| Supplied passage |
Most importantly, what purpose do you
intend to use the amp for? IE:
Used as a point source beside harp versus creating
big volume in a room?
Does the physical size/ volumes/ looks fit your
shtick as a harpist? (important at weddings etc)
Can you lift it? Now and in 10 years?
Will it fit in car?
120V versus battery? (busking, outdoors, setup
time)
Does it need a preamp for your pickup?
Do you want to use a vocal microphone?
Background noise from circuitry?
Resale value?
We use the Crate Taxi with an added speaker socket spider
on the side so that it can be used on a speaker stand.
Pros: Battery lasts forever, point source sound in any location,
fast setup, no pick-up preamp, uses vocal mic, great for weddings-
outdoors - mini concerts, good to great sound depending on
how used. Works best when used only to double or triple harp
volumes.
Cons: You got to like yellow (Looks great under white linens
or beside a black harp in a jazzy/upbeat marketing setting),
will not fill a larger space well with sound for concerts
(we use a sound system for that), has a very narrow sound
dispersion which gives uneven sound distribution up close
(good however for focusing sound in front of harp - throwing
sound long distance or bouncing off ceiling).

| Objective A |
Can you arrange the lines of the records that run from the one containing "Given the photograph above, point out the person walking" through the one containing "Target: person walking" as a JSON list of strings, one string per line, with blank lines left out?
The text and the records have nothing to do with each other.

| Records for the task |
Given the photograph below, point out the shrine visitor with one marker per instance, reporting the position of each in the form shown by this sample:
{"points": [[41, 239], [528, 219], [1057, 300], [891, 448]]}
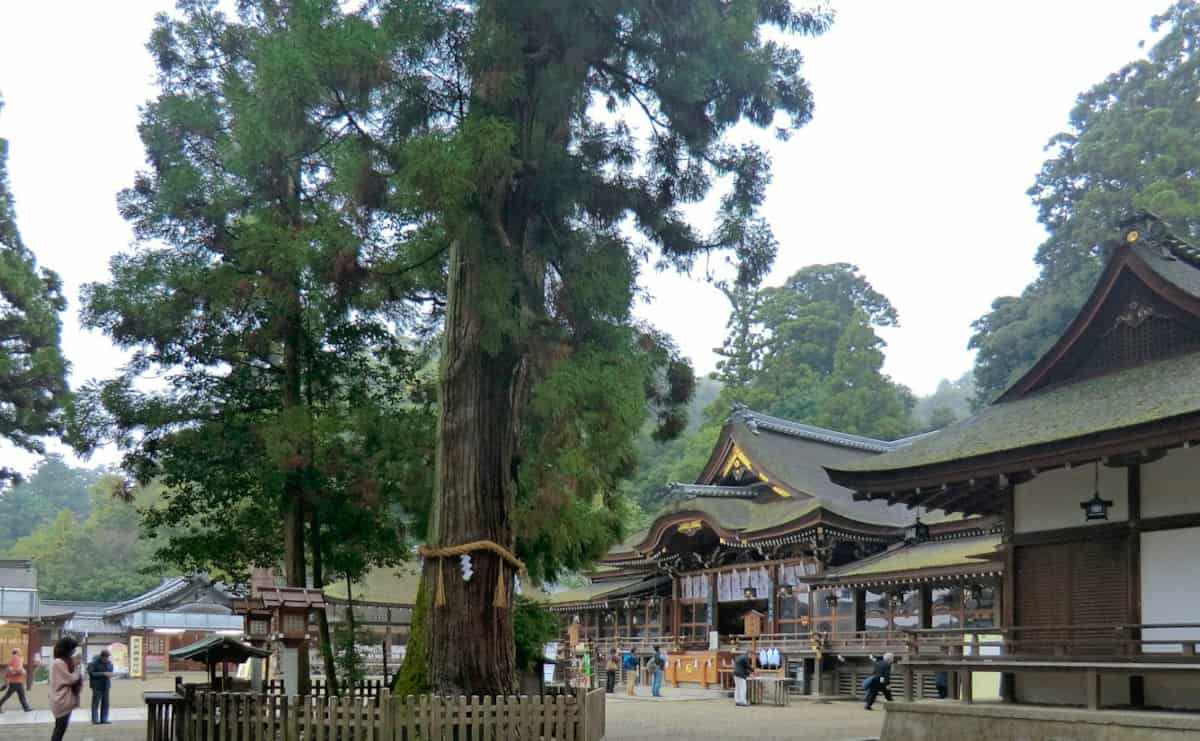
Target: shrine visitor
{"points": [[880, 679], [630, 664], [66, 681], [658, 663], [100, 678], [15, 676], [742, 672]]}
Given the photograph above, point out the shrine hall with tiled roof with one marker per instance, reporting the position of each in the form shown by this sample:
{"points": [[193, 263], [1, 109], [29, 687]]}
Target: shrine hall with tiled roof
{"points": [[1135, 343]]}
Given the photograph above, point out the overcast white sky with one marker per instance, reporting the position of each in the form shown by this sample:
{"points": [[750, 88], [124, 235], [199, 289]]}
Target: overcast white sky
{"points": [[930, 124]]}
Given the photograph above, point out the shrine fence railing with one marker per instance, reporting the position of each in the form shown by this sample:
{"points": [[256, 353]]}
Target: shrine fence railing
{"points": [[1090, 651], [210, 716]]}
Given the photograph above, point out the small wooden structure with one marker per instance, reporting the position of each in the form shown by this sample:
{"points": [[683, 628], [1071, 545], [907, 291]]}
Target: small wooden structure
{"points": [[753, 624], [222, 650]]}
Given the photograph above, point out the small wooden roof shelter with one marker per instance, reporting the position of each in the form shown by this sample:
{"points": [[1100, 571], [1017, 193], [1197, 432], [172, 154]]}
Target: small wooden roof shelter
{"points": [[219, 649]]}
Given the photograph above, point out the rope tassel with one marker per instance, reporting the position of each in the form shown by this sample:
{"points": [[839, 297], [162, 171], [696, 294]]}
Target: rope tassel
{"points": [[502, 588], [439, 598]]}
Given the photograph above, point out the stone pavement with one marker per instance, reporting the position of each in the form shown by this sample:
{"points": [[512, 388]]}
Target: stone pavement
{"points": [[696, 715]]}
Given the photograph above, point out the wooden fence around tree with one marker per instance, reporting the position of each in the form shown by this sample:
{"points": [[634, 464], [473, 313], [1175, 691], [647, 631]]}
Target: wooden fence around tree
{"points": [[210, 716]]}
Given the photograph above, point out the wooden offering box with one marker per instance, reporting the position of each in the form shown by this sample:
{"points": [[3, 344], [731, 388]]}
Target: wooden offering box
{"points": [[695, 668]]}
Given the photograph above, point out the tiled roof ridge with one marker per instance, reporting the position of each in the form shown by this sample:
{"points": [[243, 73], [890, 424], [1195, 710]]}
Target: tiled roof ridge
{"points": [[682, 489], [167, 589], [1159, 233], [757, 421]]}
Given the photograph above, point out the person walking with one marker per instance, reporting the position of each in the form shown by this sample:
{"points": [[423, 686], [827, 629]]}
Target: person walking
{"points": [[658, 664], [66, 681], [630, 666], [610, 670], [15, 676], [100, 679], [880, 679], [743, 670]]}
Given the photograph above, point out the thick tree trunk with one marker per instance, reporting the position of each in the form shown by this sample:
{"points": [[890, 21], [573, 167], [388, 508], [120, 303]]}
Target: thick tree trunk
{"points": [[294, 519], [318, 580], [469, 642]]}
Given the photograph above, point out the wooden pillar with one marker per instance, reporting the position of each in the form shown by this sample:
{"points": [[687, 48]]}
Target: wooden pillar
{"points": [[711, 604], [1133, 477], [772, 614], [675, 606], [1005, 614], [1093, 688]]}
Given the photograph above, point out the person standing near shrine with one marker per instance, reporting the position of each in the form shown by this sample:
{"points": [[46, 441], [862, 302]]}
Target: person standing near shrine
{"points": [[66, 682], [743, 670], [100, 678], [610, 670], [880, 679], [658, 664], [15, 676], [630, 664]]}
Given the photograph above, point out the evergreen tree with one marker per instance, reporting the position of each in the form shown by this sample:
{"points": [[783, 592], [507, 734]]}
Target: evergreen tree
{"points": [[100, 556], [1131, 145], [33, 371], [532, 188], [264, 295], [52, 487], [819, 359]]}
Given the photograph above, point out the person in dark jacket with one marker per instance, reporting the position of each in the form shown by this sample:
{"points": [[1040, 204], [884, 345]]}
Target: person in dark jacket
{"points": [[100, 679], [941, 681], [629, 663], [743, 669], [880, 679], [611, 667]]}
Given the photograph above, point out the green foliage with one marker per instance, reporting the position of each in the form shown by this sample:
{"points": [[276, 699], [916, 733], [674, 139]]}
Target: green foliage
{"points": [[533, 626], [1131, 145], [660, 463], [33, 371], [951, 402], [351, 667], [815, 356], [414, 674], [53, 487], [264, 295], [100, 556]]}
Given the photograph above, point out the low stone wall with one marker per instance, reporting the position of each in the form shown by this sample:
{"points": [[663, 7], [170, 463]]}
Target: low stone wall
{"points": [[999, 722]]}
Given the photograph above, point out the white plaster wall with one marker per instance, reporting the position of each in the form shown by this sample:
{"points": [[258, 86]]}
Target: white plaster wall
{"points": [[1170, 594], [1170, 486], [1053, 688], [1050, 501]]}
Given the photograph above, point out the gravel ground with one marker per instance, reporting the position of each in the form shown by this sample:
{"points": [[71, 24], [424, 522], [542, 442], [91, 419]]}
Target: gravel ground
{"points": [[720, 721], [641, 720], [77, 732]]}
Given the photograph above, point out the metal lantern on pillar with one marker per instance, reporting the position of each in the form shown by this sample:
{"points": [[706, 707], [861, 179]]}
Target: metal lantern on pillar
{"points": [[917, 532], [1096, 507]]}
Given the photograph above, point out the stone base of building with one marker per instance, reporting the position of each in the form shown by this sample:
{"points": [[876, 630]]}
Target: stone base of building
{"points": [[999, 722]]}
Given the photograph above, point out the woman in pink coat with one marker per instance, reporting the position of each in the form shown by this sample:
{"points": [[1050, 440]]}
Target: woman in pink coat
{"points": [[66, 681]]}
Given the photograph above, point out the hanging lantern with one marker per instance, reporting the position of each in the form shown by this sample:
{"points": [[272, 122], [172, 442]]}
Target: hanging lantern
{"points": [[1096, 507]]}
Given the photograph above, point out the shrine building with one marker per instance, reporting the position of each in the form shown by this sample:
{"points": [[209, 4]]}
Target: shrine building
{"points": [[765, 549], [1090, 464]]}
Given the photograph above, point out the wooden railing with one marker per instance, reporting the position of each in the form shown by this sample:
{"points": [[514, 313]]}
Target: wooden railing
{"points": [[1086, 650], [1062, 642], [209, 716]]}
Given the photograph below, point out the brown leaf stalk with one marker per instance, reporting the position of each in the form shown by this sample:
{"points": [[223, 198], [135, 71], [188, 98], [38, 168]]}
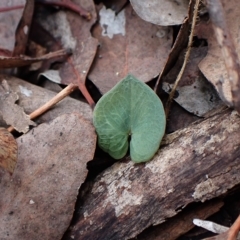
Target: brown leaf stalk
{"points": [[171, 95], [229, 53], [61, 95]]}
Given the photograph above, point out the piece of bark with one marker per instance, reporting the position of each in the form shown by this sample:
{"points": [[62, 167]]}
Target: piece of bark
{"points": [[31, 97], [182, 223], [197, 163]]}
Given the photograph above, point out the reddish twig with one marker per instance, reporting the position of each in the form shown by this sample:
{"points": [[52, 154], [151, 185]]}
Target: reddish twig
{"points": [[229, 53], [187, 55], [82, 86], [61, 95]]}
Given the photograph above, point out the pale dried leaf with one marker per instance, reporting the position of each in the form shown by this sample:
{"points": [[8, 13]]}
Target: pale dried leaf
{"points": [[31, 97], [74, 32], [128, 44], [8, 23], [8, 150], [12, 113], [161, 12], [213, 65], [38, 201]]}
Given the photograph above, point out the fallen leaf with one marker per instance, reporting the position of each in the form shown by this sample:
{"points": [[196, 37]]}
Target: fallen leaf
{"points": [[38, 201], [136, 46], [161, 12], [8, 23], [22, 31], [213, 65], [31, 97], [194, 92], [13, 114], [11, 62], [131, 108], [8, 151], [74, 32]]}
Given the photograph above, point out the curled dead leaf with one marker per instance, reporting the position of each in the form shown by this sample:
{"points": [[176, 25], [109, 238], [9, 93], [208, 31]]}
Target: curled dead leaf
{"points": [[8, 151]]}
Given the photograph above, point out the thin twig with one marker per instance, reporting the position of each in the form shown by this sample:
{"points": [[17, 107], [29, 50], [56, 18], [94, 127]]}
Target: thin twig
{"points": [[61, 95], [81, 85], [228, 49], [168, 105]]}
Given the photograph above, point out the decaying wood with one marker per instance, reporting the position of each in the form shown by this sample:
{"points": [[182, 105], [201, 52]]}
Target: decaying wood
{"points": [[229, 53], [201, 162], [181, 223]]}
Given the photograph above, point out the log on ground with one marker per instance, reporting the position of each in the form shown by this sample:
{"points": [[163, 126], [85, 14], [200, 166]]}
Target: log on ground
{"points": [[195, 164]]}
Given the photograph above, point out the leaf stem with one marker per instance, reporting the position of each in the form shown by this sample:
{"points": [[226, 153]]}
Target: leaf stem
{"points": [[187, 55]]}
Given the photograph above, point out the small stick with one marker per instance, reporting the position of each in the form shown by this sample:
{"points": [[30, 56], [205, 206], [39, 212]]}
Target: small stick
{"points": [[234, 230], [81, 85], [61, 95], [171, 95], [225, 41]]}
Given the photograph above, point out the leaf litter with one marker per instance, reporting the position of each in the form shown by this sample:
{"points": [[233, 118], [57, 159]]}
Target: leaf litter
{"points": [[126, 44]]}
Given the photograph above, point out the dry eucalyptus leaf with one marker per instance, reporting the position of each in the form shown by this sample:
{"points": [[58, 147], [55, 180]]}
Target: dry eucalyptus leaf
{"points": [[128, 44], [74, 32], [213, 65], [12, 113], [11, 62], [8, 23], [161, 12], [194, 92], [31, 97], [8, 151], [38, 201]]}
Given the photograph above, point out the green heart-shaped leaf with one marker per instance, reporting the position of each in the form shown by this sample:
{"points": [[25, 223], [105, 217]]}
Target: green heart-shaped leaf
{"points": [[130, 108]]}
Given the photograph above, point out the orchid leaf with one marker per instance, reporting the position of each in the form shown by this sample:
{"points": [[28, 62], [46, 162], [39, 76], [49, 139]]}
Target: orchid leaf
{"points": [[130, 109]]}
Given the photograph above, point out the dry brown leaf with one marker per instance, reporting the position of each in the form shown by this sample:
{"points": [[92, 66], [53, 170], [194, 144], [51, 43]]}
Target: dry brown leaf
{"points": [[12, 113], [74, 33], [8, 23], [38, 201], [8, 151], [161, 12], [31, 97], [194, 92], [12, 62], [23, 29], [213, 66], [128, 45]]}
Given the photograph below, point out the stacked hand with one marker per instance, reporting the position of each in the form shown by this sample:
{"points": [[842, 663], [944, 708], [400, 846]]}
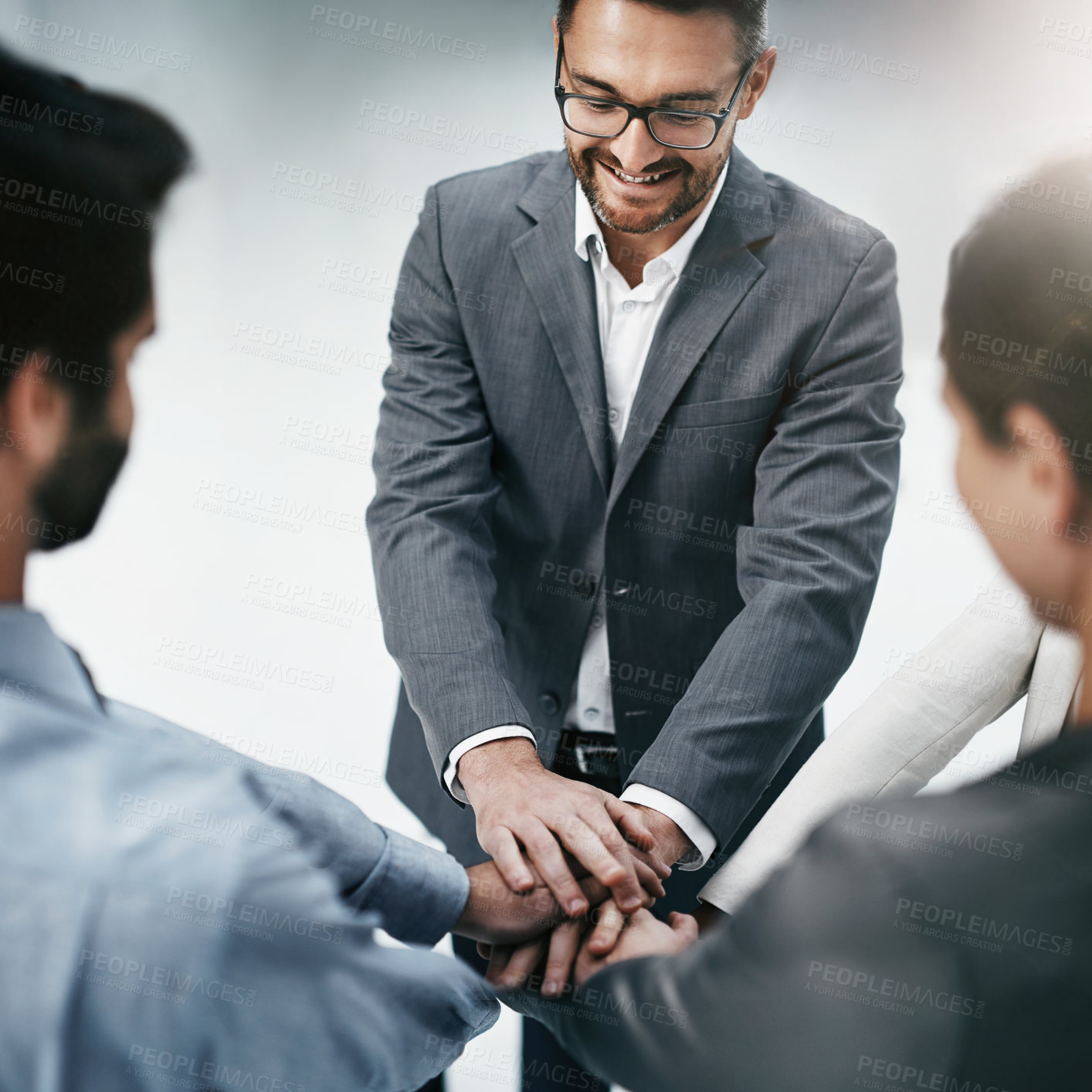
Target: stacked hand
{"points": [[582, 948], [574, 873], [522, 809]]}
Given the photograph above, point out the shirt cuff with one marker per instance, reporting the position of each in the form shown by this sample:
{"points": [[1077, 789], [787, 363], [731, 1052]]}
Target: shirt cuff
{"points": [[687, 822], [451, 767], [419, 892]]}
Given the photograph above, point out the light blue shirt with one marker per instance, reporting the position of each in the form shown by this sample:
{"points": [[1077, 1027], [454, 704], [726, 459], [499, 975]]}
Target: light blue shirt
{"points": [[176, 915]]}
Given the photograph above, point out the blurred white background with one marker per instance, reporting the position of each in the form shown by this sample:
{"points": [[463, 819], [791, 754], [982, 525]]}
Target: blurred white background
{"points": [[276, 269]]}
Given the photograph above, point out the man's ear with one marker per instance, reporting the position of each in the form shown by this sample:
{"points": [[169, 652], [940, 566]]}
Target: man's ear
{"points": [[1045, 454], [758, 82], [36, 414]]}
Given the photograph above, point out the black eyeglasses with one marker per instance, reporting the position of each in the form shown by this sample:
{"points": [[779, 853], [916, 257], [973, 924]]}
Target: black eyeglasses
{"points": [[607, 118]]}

| Objective B |
What drawbacks does the harp amp advice list under "Cons"?

| Task output A |
[
  "Given the photograph above, point out the person walking with one marker per instance, reporting the position of each in the form shown by this sample:",
  "{\"points\": [[423, 686], [827, 629]]}",
  "Target: person walking"
]

| Task output B |
- You have to like yellow.
- It will not fill a larger space well with sound for concerts.
- It has a very narrow sound dispersion, which gives uneven sound distribution up close.